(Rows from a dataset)

+ + + + +

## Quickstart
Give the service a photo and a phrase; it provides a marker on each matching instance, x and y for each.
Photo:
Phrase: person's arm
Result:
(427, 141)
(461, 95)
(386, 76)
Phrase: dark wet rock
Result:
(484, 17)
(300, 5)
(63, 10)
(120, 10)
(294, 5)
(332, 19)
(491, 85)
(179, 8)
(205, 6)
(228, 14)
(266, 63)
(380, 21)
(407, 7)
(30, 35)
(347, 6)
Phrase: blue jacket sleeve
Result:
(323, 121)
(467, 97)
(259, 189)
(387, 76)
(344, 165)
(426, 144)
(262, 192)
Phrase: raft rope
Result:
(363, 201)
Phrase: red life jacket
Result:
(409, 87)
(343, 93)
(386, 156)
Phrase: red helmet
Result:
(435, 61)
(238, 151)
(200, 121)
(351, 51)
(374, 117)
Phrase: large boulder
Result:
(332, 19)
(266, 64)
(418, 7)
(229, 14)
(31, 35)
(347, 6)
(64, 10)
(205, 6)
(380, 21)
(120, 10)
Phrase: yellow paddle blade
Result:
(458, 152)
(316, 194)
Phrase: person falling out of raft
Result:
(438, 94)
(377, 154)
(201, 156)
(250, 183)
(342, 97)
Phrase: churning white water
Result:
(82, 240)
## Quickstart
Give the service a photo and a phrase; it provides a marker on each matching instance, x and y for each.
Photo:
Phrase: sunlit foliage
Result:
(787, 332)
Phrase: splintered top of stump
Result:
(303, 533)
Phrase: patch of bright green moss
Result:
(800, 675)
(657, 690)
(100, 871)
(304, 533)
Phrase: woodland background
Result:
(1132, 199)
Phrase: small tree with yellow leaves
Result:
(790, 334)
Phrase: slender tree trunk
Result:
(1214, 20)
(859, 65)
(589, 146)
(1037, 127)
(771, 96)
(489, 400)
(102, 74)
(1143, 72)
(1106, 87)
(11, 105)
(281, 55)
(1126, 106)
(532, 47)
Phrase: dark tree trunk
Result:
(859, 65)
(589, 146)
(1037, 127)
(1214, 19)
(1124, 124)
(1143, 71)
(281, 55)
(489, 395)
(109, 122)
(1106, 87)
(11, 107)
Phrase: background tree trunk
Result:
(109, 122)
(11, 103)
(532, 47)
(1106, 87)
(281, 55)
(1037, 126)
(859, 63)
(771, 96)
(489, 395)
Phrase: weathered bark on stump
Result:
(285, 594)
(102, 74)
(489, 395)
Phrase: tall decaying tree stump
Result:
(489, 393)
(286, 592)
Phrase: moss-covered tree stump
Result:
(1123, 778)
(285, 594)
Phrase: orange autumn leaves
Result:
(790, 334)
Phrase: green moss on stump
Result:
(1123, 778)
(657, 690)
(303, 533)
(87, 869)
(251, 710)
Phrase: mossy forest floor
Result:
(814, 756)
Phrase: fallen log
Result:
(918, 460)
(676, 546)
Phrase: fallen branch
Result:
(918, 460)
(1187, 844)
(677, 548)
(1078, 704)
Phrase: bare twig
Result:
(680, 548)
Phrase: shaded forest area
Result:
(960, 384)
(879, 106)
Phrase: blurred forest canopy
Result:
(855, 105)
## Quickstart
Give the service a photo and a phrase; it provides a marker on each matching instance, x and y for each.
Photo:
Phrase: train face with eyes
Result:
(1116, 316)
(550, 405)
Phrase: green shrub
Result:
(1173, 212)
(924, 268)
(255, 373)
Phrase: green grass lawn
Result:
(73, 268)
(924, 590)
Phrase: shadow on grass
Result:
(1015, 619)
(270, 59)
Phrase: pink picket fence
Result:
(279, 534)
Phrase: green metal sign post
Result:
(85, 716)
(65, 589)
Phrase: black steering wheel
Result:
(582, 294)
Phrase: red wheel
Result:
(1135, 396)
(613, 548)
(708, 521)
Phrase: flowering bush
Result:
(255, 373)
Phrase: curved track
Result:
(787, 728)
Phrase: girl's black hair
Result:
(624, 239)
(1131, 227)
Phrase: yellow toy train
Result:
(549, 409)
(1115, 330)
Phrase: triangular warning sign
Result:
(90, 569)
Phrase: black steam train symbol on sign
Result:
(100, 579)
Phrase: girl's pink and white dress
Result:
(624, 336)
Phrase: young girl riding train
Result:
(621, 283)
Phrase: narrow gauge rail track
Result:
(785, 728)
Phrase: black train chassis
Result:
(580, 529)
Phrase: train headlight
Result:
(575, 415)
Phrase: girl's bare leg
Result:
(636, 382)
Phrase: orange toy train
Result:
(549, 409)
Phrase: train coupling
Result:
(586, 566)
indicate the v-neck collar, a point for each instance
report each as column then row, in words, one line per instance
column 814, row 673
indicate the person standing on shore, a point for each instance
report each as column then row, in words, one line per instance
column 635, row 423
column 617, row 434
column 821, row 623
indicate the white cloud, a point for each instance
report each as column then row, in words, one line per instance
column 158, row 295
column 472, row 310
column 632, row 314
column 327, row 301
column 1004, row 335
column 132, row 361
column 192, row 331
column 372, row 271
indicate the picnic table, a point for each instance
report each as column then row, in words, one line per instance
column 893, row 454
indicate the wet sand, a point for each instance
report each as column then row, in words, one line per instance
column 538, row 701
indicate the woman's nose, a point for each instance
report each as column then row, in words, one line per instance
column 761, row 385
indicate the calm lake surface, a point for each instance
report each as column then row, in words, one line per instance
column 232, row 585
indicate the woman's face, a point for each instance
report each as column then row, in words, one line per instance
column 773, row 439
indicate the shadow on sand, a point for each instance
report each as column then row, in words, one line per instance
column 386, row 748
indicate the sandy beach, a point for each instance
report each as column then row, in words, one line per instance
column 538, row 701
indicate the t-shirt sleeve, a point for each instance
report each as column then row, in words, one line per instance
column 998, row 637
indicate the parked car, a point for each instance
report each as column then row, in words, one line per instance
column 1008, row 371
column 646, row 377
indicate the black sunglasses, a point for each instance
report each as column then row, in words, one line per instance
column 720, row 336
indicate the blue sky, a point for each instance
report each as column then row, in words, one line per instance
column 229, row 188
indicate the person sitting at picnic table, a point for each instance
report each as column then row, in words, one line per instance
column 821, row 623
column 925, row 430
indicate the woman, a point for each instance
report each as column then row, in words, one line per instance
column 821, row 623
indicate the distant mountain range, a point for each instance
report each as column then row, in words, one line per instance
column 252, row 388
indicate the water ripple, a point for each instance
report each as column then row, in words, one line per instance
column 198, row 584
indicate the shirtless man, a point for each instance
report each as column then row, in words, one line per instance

+ + + + +

Render these records as a Markdown table with the columns Row and Line, numbering each line and leaving out blank lines.

| Row | Line |
|---|---|
| 1 | ## Quickstart |
| 2 | Give the service a photo and a phrase; it provides a marker on each matching instance, x and y for each. |
| 3 | Photo: |
| 4 | Phrase: person's arm |
| 5 | Result: |
| 6 | (427, 141) |
| 7 | (461, 95) |
| 8 | (386, 76) |
| 9 | Phrase: dark wet rock |
| 10 | Result: |
| 11 | (484, 17) |
| 12 | (300, 5) |
| 13 | (63, 10) |
| 14 | (120, 10) |
| 15 | (294, 5) |
| 16 | (332, 19) |
| 17 | (491, 85) |
| 18 | (179, 8) |
| 19 | (205, 6) |
| 20 | (228, 14) |
| 21 | (266, 63) |
| 22 | (380, 21) |
| 23 | (407, 7) |
| 24 | (30, 35) |
| 25 | (347, 6) |
| 26 | Phrase: blue jacket sleeve |
| 27 | Result: |
| 28 | (323, 121) |
| 29 | (467, 97) |
| 30 | (259, 189) |
| 31 | (387, 76) |
| 32 | (344, 165) |
| 33 | (426, 144) |
| 34 | (262, 192) |
| 35 | Phrase: raft rope |
| 36 | Result: |
| 37 | (363, 201) |
| 38 | Phrase: red life jacket |
| 39 | Result: |
| 40 | (409, 87) |
| 41 | (343, 93) |
| 42 | (386, 156) |
| 43 | Phrase: red helmet |
| 44 | Result: |
| 45 | (435, 61) |
| 46 | (238, 151) |
| 47 | (200, 121) |
| 48 | (351, 51) |
| 49 | (374, 117) |
| 50 | Phrase: large boulder |
| 51 | Result: |
| 52 | (332, 19) |
| 53 | (266, 64) |
| 54 | (418, 7) |
| 55 | (229, 14) |
| 56 | (31, 35) |
| 57 | (347, 6) |
| 58 | (64, 10) |
| 59 | (205, 6) |
| 60 | (380, 21) |
| 61 | (120, 10) |
| 62 | Phrase: yellow paddle blade |
| 63 | Result: |
| 64 | (458, 152) |
| 65 | (316, 194) |
| 66 | Phrase: person falling out of raft |
| 67 | Result: |
| 68 | (438, 94) |
| 69 | (377, 154) |
| 70 | (201, 156) |
| 71 | (250, 183) |
| 72 | (342, 97) |
| 73 | Phrase: churning white water |
| 74 | Result: |
| 75 | (82, 240) |
| 76 | ## Quickstart |
| 77 | Give the service a photo and a phrase; it provides a marker on each matching instance, x and y for each. |
| 78 | Photo: |
| 79 | Phrase: sunlit foliage |
| 80 | Result: |
| 81 | (787, 332) |
| 82 | Phrase: splintered top of stump |
| 83 | Result: |
| 84 | (303, 533) |
| 85 | Phrase: patch of bright green moss |
| 86 | Result: |
| 87 | (800, 675) |
| 88 | (657, 690) |
| 89 | (100, 871) |
| 90 | (304, 533) |
| 91 | Phrase: woodland background |
| 92 | Result: |
| 93 | (1132, 199) |
| 94 | Phrase: small tree with yellow leaves |
| 95 | Result: |
| 96 | (790, 334) |
| 97 | Phrase: slender tree trunk |
| 98 | Result: |
| 99 | (1214, 20) |
| 100 | (859, 65) |
| 101 | (589, 146) |
| 102 | (1037, 127) |
| 103 | (771, 96) |
| 104 | (489, 400) |
| 105 | (102, 74) |
| 106 | (1143, 72) |
| 107 | (1106, 87) |
| 108 | (11, 105) |
| 109 | (281, 55) |
| 110 | (1126, 106) |
| 111 | (532, 47) |
| 112 | Phrase: dark tree trunk |
| 113 | Result: |
| 114 | (859, 65) |
| 115 | (589, 146) |
| 116 | (1037, 127) |
| 117 | (1214, 19) |
| 118 | (1124, 124) |
| 119 | (1143, 71) |
| 120 | (281, 55) |
| 121 | (489, 395) |
| 122 | (109, 122) |
| 123 | (1106, 87) |
| 124 | (11, 107) |
| 125 | Phrase: background tree trunk |
| 126 | Result: |
| 127 | (109, 122) |
| 128 | (11, 103) |
| 129 | (532, 47) |
| 130 | (1106, 87) |
| 131 | (281, 55) |
| 132 | (1037, 126) |
| 133 | (859, 63) |
| 134 | (771, 96) |
| 135 | (489, 395) |
| 136 | Phrase: weathered bark on stump |
| 137 | Result: |
| 138 | (285, 594) |
| 139 | (102, 74) |
| 140 | (489, 395) |
| 141 | Phrase: tall decaying tree stump |
| 142 | Result: |
| 143 | (489, 393) |
| 144 | (286, 592) |
| 145 | Phrase: moss-covered tree stump |
| 146 | Result: |
| 147 | (1123, 778) |
| 148 | (285, 594) |
| 149 | Phrase: orange autumn leaves |
| 150 | Result: |
| 151 | (790, 334) |
| 152 | Phrase: green moss on stump |
| 153 | Result: |
| 154 | (1123, 778) |
| 155 | (657, 690) |
| 156 | (303, 533) |
| 157 | (87, 869) |
| 158 | (251, 710) |
| 159 | Phrase: mossy forest floor |
| 160 | Result: |
| 161 | (814, 756) |
| 162 | Phrase: fallen log |
| 163 | Result: |
| 164 | (918, 460) |
| 165 | (676, 546) |
| 166 | Phrase: fallen branch |
| 167 | Result: |
| 168 | (918, 460) |
| 169 | (1187, 844) |
| 170 | (677, 548) |
| 171 | (1078, 704) |
| 172 | Phrase: bare twig |
| 173 | Result: |
| 174 | (680, 548) |
| 175 | Phrase: shaded forest area |
| 176 | Result: |
| 177 | (960, 384) |
| 178 | (879, 106) |
| 179 | Phrase: blurred forest canopy |
| 180 | Result: |
| 181 | (855, 105) |
| 182 | ## Quickstart |
| 183 | Give the service a photo and a phrase; it provides a marker on each matching instance, x and y for each. |
| 184 | Photo: |
| 185 | Phrase: train face with eyes |
| 186 | Result: |
| 187 | (1116, 316) |
| 188 | (550, 405) |
| 189 | Phrase: green shrub |
| 190 | Result: |
| 191 | (1173, 212) |
| 192 | (924, 268) |
| 193 | (255, 373) |
| 194 | Phrase: green grass lawn |
| 195 | Result: |
| 196 | (73, 268) |
| 197 | (924, 590) |
| 198 | Phrase: shadow on grass |
| 199 | Result: |
| 200 | (1015, 619) |
| 201 | (270, 59) |
| 202 | Phrase: pink picket fence |
| 203 | Result: |
| 204 | (279, 534) |
| 205 | Phrase: green metal sign post |
| 206 | Result: |
| 207 | (85, 716) |
| 208 | (65, 589) |
| 209 | Phrase: black steering wheel |
| 210 | Result: |
| 211 | (582, 294) |
| 212 | Phrase: red wheel |
| 213 | Result: |
| 214 | (1135, 396) |
| 215 | (613, 548) |
| 216 | (708, 521) |
| 217 | Phrase: flowering bush |
| 218 | Result: |
| 219 | (255, 373) |
| 220 | Phrase: curved track |
| 221 | Result: |
| 222 | (787, 728) |
| 223 | Phrase: girl's black hair |
| 224 | Result: |
| 225 | (624, 239) |
| 226 | (1131, 227) |
| 227 | Phrase: yellow toy train |
| 228 | Result: |
| 229 | (549, 409) |
| 230 | (1115, 330) |
| 231 | Phrase: triangular warning sign |
| 232 | Result: |
| 233 | (90, 569) |
| 234 | Phrase: black steam train symbol on sign |
| 235 | Result: |
| 236 | (100, 579) |
| 237 | Phrase: girl's pink and white dress |
| 238 | Result: |
| 239 | (624, 336) |
| 240 | Phrase: young girl riding train |
| 241 | Result: |
| 242 | (621, 283) |
| 243 | Phrase: narrow gauge rail track |
| 244 | Result: |
| 245 | (785, 728) |
| 246 | Phrase: black train chassis |
| 247 | Result: |
| 248 | (580, 529) |
| 249 | Phrase: train headlight |
| 250 | Result: |
| 251 | (575, 415) |
| 252 | Phrase: girl's bare leg |
| 253 | Result: |
| 254 | (636, 382) |
| 255 | Phrase: orange toy train |
| 256 | Result: |
| 257 | (549, 409) |
| 258 | Phrase: train coupling |
| 259 | Result: |
| 260 | (586, 566) |
| 261 | indicate the v-neck collar, a point for each instance |
| 262 | report each as column then row, in words, one line per instance |
| 263 | column 814, row 673 |
| 264 | indicate the person standing on shore, a point for each instance |
| 265 | report each as column then row, in words, one line per instance |
| 266 | column 635, row 423 |
| 267 | column 617, row 434 |
| 268 | column 821, row 623 |
| 269 | indicate the white cloud, a point for each instance |
| 270 | report each as column then row, in words, one line per instance |
| 271 | column 158, row 295 |
| 272 | column 472, row 310 |
| 273 | column 632, row 314 |
| 274 | column 327, row 301 |
| 275 | column 1004, row 335 |
| 276 | column 132, row 361 |
| 277 | column 192, row 331 |
| 278 | column 372, row 271 |
| 279 | indicate the picnic table, a point for each instance |
| 280 | report each as column then row, in words, one line per instance |
| 281 | column 893, row 454 |
| 282 | indicate the wet sand, a point for each instance |
| 283 | report each as column then row, in words, one line per instance |
| 284 | column 538, row 701 |
| 285 | indicate the woman's nose, a point for each instance |
| 286 | report each as column then row, in words, one line per instance |
| 287 | column 761, row 385 |
| 288 | indicate the calm lake surface, a point for each instance |
| 289 | report each as column then row, in words, one line per instance |
| 290 | column 232, row 585 |
| 291 | indicate the woman's face, a point for each instance |
| 292 | report each as column then row, in words, one line per instance |
| 293 | column 773, row 439 |
| 294 | indicate the shadow on sand, a point for each instance |
| 295 | report each as column then row, in words, one line per instance |
| 296 | column 386, row 748 |
| 297 | indicate the sandy beach, a point for each instance |
| 298 | report each as column then row, in words, one line per instance |
| 299 | column 538, row 701 |
| 300 | indicate the t-shirt sleeve, a point for each instance |
| 301 | report each as column then row, in words, one line per instance |
| 302 | column 998, row 637 |
| 303 | indicate the parked car, a point for each instance |
| 304 | report each as column then row, in words, one line per instance |
| 305 | column 1008, row 371 |
| 306 | column 646, row 377 |
| 307 | indicate the black sunglasses, a point for each instance |
| 308 | report each as column then row, in words, one line per instance |
| 309 | column 720, row 336 |
| 310 | indicate the blue sky, a point for each instance |
| 311 | report each as column then row, in words, one line per instance |
| 312 | column 229, row 188 |
| 313 | indicate the person sitting at picnic table, a point for each instance |
| 314 | report each as column then row, in words, one line per instance |
| 315 | column 821, row 623 |
| 316 | column 925, row 430 |
| 317 | indicate the woman, a point for each instance |
| 318 | report each as column then row, in words, one line per instance |
| 319 | column 821, row 623 |
| 320 | indicate the distant mountain range, a point for each instance |
| 321 | report each as column then row, in words, one line per instance |
| 322 | column 252, row 388 |
| 323 | indicate the water ripple, a point for each instance |
| 324 | report each as column then row, in words, one line per instance |
| 325 | column 198, row 584 |
| 326 | indicate the shirtless man, a point for each instance |
| 327 | report each as column then row, in words, one line per instance |